Your assignment
From the records below, give the number of lines that include the word "jersey". Add no other words.

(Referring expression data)
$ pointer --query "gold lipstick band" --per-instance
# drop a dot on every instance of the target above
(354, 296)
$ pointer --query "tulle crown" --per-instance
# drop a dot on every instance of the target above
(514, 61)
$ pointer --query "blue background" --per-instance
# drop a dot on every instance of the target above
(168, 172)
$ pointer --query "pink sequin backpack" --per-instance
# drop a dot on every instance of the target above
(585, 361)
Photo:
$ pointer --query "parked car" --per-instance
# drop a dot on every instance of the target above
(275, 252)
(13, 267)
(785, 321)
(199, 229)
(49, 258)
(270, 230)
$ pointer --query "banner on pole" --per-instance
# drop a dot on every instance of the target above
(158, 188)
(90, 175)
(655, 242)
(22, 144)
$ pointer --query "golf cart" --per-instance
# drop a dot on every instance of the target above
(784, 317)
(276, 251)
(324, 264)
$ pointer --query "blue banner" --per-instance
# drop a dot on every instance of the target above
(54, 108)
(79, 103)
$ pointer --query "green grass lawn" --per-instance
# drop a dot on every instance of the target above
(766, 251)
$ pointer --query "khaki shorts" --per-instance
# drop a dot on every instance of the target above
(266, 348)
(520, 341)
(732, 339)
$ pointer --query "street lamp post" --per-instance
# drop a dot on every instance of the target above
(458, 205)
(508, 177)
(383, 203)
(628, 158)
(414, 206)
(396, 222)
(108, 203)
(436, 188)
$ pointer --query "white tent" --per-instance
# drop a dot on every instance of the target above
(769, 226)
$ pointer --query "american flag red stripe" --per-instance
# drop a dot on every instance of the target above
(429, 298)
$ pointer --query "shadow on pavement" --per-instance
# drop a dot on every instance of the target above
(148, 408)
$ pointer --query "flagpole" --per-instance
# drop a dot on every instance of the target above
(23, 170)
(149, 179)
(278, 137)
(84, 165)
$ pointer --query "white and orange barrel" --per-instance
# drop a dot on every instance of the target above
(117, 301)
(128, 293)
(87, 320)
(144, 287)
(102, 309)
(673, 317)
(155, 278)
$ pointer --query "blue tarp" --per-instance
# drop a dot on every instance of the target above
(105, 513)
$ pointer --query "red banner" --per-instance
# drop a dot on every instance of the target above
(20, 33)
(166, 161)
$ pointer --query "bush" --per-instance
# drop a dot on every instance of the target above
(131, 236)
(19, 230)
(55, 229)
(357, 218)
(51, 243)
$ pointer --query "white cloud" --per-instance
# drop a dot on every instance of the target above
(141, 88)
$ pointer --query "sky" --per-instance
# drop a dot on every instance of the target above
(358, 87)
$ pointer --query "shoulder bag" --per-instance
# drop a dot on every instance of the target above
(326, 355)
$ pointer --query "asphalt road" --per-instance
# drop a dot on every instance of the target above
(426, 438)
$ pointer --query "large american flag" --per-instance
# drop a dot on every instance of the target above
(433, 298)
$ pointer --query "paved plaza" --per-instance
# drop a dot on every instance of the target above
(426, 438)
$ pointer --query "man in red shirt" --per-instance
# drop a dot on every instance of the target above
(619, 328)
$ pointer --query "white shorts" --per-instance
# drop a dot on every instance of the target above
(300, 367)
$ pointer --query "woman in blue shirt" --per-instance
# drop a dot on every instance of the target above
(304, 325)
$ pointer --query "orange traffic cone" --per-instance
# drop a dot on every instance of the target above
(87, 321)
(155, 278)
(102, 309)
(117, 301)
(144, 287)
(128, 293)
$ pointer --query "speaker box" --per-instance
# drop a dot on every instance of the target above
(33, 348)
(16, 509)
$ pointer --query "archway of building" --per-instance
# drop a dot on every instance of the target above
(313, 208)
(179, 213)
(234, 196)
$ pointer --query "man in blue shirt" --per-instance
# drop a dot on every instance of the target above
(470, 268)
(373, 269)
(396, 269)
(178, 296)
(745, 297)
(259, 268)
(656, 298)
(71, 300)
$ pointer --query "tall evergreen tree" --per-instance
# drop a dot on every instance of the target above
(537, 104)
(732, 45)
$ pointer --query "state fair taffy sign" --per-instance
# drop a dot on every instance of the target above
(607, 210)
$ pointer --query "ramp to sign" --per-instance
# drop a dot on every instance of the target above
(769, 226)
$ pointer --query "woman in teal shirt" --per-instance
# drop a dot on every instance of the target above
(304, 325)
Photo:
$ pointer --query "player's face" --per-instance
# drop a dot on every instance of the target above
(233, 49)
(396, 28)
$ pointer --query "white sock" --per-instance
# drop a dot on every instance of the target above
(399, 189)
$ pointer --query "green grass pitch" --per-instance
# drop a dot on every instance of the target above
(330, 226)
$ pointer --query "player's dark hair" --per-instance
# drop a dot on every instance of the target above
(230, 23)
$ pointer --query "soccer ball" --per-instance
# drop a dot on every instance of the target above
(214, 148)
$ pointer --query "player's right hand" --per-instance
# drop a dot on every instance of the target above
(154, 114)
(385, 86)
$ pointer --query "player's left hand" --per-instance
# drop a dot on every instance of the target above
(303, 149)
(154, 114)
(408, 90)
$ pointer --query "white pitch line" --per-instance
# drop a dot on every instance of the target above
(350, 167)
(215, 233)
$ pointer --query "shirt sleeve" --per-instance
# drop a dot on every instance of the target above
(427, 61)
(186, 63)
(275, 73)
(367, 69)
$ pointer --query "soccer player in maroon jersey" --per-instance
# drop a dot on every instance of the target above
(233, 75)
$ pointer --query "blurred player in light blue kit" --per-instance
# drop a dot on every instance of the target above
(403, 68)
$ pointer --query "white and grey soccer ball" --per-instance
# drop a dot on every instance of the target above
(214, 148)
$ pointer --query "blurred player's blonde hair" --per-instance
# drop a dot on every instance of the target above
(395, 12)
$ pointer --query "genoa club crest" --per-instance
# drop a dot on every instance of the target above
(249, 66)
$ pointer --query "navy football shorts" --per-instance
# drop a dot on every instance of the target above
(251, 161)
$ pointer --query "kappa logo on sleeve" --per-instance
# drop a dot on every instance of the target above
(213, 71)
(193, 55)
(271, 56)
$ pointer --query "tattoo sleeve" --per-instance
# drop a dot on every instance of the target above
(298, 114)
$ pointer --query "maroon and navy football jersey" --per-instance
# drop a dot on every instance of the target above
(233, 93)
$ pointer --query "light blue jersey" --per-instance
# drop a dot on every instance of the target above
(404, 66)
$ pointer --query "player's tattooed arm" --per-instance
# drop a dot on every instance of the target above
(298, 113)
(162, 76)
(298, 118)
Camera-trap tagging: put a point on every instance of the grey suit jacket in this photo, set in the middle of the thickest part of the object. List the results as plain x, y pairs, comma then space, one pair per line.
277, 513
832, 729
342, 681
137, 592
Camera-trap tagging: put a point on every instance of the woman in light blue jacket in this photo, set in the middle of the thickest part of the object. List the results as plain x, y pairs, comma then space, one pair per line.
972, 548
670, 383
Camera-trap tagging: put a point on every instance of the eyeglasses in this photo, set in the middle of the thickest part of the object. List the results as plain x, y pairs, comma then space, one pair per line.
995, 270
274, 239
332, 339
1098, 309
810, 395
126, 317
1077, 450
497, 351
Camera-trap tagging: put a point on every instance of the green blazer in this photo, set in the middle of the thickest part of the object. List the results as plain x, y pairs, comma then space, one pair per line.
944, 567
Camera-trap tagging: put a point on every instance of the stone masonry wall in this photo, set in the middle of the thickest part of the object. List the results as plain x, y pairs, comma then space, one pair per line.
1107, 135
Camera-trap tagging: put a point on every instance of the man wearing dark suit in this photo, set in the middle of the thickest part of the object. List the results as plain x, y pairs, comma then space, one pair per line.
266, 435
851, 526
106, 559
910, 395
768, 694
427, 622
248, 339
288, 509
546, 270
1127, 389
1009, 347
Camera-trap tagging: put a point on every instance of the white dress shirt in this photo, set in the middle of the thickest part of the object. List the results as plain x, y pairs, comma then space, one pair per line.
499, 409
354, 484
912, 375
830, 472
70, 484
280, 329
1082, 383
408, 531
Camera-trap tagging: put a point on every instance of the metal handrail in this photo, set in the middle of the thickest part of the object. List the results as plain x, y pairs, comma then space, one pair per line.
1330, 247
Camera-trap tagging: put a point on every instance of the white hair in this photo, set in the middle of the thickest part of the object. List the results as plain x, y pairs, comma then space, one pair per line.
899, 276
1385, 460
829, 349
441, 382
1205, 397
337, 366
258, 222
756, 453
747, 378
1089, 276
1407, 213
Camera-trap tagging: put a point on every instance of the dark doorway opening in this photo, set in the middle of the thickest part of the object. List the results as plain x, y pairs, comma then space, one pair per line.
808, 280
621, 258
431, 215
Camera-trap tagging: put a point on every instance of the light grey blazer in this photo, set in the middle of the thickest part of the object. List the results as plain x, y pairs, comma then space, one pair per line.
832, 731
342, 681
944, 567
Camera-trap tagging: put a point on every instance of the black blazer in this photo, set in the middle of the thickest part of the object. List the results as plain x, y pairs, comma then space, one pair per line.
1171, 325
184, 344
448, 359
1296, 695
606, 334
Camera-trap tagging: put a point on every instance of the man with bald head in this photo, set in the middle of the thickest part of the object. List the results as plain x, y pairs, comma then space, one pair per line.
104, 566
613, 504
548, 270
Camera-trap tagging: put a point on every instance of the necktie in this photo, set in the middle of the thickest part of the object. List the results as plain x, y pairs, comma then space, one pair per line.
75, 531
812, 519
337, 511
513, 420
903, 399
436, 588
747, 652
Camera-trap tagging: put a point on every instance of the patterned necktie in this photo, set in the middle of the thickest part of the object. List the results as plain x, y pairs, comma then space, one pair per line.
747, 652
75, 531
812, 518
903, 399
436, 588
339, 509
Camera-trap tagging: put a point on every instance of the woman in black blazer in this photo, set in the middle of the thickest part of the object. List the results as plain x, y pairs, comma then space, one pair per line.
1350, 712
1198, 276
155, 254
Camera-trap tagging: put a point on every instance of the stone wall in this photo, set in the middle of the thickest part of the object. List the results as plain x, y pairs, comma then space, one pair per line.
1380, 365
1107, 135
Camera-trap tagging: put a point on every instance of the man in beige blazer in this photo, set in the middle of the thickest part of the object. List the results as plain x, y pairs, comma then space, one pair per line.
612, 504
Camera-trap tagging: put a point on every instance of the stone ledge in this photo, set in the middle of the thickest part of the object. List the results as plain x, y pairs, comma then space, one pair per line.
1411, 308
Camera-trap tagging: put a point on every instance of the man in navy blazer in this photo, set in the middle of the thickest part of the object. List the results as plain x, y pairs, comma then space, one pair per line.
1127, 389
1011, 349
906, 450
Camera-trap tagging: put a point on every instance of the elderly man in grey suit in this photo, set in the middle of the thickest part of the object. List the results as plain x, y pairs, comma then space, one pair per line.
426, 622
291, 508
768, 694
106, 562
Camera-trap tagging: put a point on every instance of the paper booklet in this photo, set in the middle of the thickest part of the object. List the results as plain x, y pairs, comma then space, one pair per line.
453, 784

Your response
3